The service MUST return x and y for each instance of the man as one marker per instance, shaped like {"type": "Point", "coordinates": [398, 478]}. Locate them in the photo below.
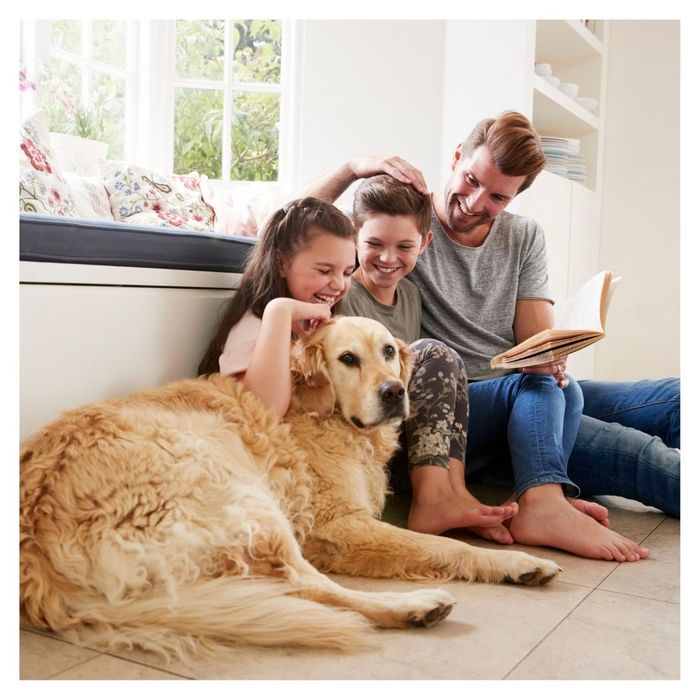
{"type": "Point", "coordinates": [483, 282]}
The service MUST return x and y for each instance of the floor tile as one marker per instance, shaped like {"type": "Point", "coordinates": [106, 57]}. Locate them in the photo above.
{"type": "Point", "coordinates": [610, 636]}
{"type": "Point", "coordinates": [41, 656]}
{"type": "Point", "coordinates": [490, 630]}
{"type": "Point", "coordinates": [106, 666]}
{"type": "Point", "coordinates": [657, 577]}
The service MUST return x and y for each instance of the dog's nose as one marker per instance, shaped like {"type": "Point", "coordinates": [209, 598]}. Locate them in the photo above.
{"type": "Point", "coordinates": [391, 392]}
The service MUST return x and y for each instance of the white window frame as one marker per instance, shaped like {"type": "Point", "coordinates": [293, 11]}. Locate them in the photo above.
{"type": "Point", "coordinates": [37, 42]}
{"type": "Point", "coordinates": [150, 91]}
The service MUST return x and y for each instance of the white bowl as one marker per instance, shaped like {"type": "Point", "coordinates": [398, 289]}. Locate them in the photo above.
{"type": "Point", "coordinates": [570, 89]}
{"type": "Point", "coordinates": [589, 103]}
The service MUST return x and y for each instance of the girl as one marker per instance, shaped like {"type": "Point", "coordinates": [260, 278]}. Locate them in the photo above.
{"type": "Point", "coordinates": [299, 269]}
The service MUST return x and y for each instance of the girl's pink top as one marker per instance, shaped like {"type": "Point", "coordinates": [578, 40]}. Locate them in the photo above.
{"type": "Point", "coordinates": [240, 344]}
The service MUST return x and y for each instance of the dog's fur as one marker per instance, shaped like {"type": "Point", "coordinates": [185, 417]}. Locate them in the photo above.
{"type": "Point", "coordinates": [186, 517]}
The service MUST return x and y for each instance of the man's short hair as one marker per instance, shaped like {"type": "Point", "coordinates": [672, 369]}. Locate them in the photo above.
{"type": "Point", "coordinates": [384, 194]}
{"type": "Point", "coordinates": [513, 143]}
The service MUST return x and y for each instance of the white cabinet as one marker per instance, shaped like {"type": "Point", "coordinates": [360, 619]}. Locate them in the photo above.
{"type": "Point", "coordinates": [576, 55]}
{"type": "Point", "coordinates": [93, 332]}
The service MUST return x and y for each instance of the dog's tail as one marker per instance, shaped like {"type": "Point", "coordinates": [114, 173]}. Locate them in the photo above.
{"type": "Point", "coordinates": [202, 619]}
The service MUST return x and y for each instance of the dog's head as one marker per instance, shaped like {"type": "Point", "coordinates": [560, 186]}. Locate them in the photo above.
{"type": "Point", "coordinates": [355, 364]}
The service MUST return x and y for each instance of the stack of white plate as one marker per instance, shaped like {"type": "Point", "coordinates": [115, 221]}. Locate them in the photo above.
{"type": "Point", "coordinates": [563, 157]}
{"type": "Point", "coordinates": [576, 169]}
{"type": "Point", "coordinates": [557, 151]}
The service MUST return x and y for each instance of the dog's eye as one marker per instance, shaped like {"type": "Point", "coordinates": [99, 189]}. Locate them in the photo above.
{"type": "Point", "coordinates": [347, 358]}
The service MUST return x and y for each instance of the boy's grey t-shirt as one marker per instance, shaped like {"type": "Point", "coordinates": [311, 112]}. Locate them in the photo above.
{"type": "Point", "coordinates": [469, 294]}
{"type": "Point", "coordinates": [402, 319]}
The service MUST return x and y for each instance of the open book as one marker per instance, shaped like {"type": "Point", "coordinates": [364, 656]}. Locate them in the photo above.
{"type": "Point", "coordinates": [581, 323]}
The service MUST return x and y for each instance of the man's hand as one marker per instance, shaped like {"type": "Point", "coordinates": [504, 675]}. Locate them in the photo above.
{"type": "Point", "coordinates": [556, 369]}
{"type": "Point", "coordinates": [395, 166]}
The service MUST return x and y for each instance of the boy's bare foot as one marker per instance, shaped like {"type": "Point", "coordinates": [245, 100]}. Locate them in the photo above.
{"type": "Point", "coordinates": [595, 510]}
{"type": "Point", "coordinates": [446, 515]}
{"type": "Point", "coordinates": [436, 507]}
{"type": "Point", "coordinates": [547, 518]}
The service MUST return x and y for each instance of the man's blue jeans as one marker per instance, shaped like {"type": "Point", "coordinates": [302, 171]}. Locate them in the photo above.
{"type": "Point", "coordinates": [624, 445]}
{"type": "Point", "coordinates": [534, 418]}
{"type": "Point", "coordinates": [621, 446]}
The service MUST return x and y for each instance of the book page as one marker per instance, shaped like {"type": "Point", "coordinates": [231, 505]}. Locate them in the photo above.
{"type": "Point", "coordinates": [588, 308]}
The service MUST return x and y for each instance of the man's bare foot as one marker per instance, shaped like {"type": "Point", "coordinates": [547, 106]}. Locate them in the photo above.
{"type": "Point", "coordinates": [547, 518]}
{"type": "Point", "coordinates": [595, 510]}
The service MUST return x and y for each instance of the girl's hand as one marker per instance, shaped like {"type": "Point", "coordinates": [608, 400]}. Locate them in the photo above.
{"type": "Point", "coordinates": [556, 369]}
{"type": "Point", "coordinates": [304, 316]}
{"type": "Point", "coordinates": [395, 166]}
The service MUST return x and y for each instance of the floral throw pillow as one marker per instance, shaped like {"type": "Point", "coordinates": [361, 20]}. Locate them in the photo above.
{"type": "Point", "coordinates": [42, 188]}
{"type": "Point", "coordinates": [140, 196]}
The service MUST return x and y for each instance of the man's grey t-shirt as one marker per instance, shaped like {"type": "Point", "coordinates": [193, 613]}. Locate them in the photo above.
{"type": "Point", "coordinates": [469, 294]}
{"type": "Point", "coordinates": [402, 319]}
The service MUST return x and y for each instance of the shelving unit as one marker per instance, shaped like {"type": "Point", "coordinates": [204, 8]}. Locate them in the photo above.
● ● ● ● ●
- EXERCISE DIRECTIONS -
Turn the records above into a numbered list, skipping any blank lines and leaving the pictures out.

- EXPECTED ANSWER -
1. The service MUST return x and y for each instance of the man as one marker per instance, shaped like {"type": "Point", "coordinates": [398, 478]}. Locate them in the photo below.
2. {"type": "Point", "coordinates": [483, 282]}
3. The service MUST return x and y for each instance of the floor tile as one marker per instance, shaped like {"type": "Point", "coordinates": [106, 57]}. Locate them in the photo above.
4. {"type": "Point", "coordinates": [610, 636]}
5. {"type": "Point", "coordinates": [41, 656]}
6. {"type": "Point", "coordinates": [490, 630]}
7. {"type": "Point", "coordinates": [106, 666]}
8. {"type": "Point", "coordinates": [657, 577]}
9. The service MUST return x and y for each instance of the dog's nose as one marker per instance, shaped like {"type": "Point", "coordinates": [209, 598]}. Locate them in the photo above.
10. {"type": "Point", "coordinates": [391, 392]}
11. The service MUST return x and y for each instance of the white window frame as one marker per instance, shaped like {"type": "Point", "coordinates": [293, 11]}. Locate them in the photo above.
12. {"type": "Point", "coordinates": [37, 42]}
13. {"type": "Point", "coordinates": [150, 91]}
14. The service MUST return x and y for each instance of the white bowl as one marker per instance, shaped like {"type": "Point", "coordinates": [398, 289]}. Locate them in the photo above.
15. {"type": "Point", "coordinates": [570, 89]}
16. {"type": "Point", "coordinates": [589, 103]}
17. The service MUST return x and y for each instance of the girl as one marker per instance, shaped like {"type": "Point", "coordinates": [260, 278]}. Locate them in the photo above.
18. {"type": "Point", "coordinates": [299, 269]}
19. The service MUST return x and y for each instance of the girl's pink top as one marker per instance, shaped like {"type": "Point", "coordinates": [578, 40]}. Locate them in the photo above.
20. {"type": "Point", "coordinates": [240, 344]}
21. The service MUST return x and y for each instance of the dog's fur as one marker per instance, shaped like {"type": "Point", "coordinates": [185, 417]}. Locate them in the photo above.
22. {"type": "Point", "coordinates": [186, 517]}
23. The service MUST return x and y for each instance of the man's short hair as one marker per instance, shaped like {"type": "Point", "coordinates": [672, 369]}. Locate them in the photo above.
24. {"type": "Point", "coordinates": [384, 194]}
25. {"type": "Point", "coordinates": [513, 143]}
26. The service MUST return x and y for each instance of the white cabinet as one marker per instance, shaped like {"type": "Point", "coordinates": [360, 619]}. Locate them in the photo above.
27. {"type": "Point", "coordinates": [576, 55]}
28. {"type": "Point", "coordinates": [93, 332]}
29. The service MUST return x and y for each instance of the dog's tail as one marker per instance, shaped like {"type": "Point", "coordinates": [114, 173]}. Locate them in the photo above.
30. {"type": "Point", "coordinates": [202, 619]}
31. The service MUST return x and y for each instance of the dog's head as one marker per instance, shaped like {"type": "Point", "coordinates": [560, 186]}. Locate them in the photo above.
32. {"type": "Point", "coordinates": [355, 364]}
33. The service MUST return x and y for each instance of the stack of white plate as one marker per instance, shaped like {"type": "Point", "coordinates": [115, 221]}. Locate them in the photo above.
34. {"type": "Point", "coordinates": [563, 157]}
35. {"type": "Point", "coordinates": [576, 169]}
36. {"type": "Point", "coordinates": [557, 151]}
37. The service MUST return x and y for each instance of the dog's eye as one marker per instance, shaped like {"type": "Point", "coordinates": [99, 189]}. Locate them in the photo above.
38. {"type": "Point", "coordinates": [347, 358]}
39. The service MUST return x and y for each instance of the boy's grey t-shirt as one marker per instance, shaped like {"type": "Point", "coordinates": [311, 112]}. Locate them in the photo above.
40. {"type": "Point", "coordinates": [469, 294]}
41. {"type": "Point", "coordinates": [402, 319]}
42. The service MUST return x and y for each instance of the open book as one marker per instance, shaped like {"type": "Point", "coordinates": [364, 656]}. Locate them in the photo above.
43. {"type": "Point", "coordinates": [581, 323]}
44. The service MUST return x and y for each instance of the man's hand as one marker per instance, shaped like {"type": "Point", "coordinates": [504, 675]}. Locate them in the photo above.
45. {"type": "Point", "coordinates": [556, 369]}
46. {"type": "Point", "coordinates": [395, 166]}
47. The service MUST return x and y for each instance of the boy's bare foot as one marker per instance, shaped like {"type": "Point", "coordinates": [245, 100]}. Locate them in the photo above.
48. {"type": "Point", "coordinates": [595, 510]}
49. {"type": "Point", "coordinates": [446, 515]}
50. {"type": "Point", "coordinates": [436, 507]}
51. {"type": "Point", "coordinates": [547, 518]}
52. The service MUST return x and y for each instance of the man's blue jeans as one marker per instance, shaped like {"type": "Point", "coordinates": [302, 171]}. Locate them in the photo above.
53. {"type": "Point", "coordinates": [624, 445]}
54. {"type": "Point", "coordinates": [534, 418]}
55. {"type": "Point", "coordinates": [621, 446]}
56. The service MUST return x and y for each instance of the book page as one marker per instance, shaped like {"type": "Point", "coordinates": [231, 505]}. Locate them in the photo above.
57. {"type": "Point", "coordinates": [588, 308]}
58. The service MUST return x and y for each instance of the man's bare foot as one marker per instance, shaped like {"type": "Point", "coordinates": [547, 106]}. Locate them in the photo above.
59. {"type": "Point", "coordinates": [547, 518]}
60. {"type": "Point", "coordinates": [595, 510]}
61. The service MUST return x and y for each instance of the girl's hand as one marker per instance, shaped like {"type": "Point", "coordinates": [608, 400]}. Locate them in the photo above.
62. {"type": "Point", "coordinates": [556, 369]}
63. {"type": "Point", "coordinates": [304, 316]}
64. {"type": "Point", "coordinates": [395, 166]}
65. The service MUST return x and y for each instance of the floral throw pillow as one marker per instance, shaped like {"type": "Point", "coordinates": [361, 20]}. Locate them in the photo above.
66. {"type": "Point", "coordinates": [42, 188]}
67. {"type": "Point", "coordinates": [140, 196]}
68. The service MUST return x and y for each instance of the man's grey t-shirt as one marker per instance, shaped like {"type": "Point", "coordinates": [193, 613]}. Locate them in the photo above.
69. {"type": "Point", "coordinates": [469, 294]}
70. {"type": "Point", "coordinates": [402, 319]}
71. The service MUST return x and y for each instance of the shelving unit as one marker per instance, shaped like {"type": "Point", "coordinates": [204, 8]}. Locate them in the photo above.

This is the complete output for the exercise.